In the records below, find each line holding the word "instance" and copy it.

EXERCISE DATA below:

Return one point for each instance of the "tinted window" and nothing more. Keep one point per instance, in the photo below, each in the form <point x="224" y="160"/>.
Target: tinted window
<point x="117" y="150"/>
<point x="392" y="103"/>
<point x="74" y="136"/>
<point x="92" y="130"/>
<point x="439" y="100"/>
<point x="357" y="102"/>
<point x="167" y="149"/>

End of EXERCISE DATA.
EXERCISE DATA below:

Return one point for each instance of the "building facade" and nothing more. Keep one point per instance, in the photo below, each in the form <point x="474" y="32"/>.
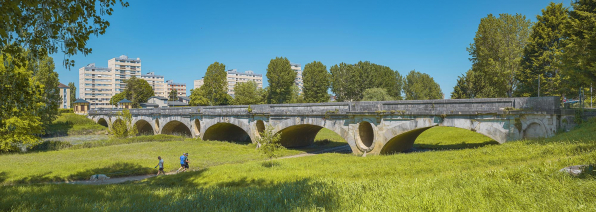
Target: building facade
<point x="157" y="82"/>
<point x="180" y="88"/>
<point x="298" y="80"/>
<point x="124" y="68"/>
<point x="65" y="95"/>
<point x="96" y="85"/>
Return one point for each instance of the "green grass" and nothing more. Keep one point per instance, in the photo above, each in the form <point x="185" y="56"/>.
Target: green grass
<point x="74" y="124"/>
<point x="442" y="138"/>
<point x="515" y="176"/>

End of EXERCISE DATA.

EXPECTED ANSWER:
Return one point for each instance of the "tinted window" and nothing more. Keep one point per instance, in the photo below, each in the form <point x="224" y="160"/>.
Return one point for each instance of the "building facade" and nothing more. Keep one point per instance, in the photo below, each in the form <point x="474" y="32"/>.
Return one point for each instance of the "green grass" and nothing more. Keep one point per instance, in the photo above, each in the form <point x="185" y="56"/>.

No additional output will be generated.